● AIM OF THE EXERCISE
Your reply should be the full listing, copied exactly.

● ENTRIES PROVIDED
BEGIN

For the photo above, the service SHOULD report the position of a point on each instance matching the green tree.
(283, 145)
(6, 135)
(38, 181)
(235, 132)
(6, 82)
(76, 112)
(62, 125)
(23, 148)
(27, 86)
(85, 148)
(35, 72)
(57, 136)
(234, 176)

END

● RESPONSE
For the photo above, the service SHOULD report the position of a point on each instance matching the green tree.
(283, 145)
(6, 135)
(38, 181)
(235, 132)
(6, 82)
(76, 112)
(62, 125)
(23, 148)
(27, 86)
(85, 148)
(35, 72)
(57, 136)
(234, 176)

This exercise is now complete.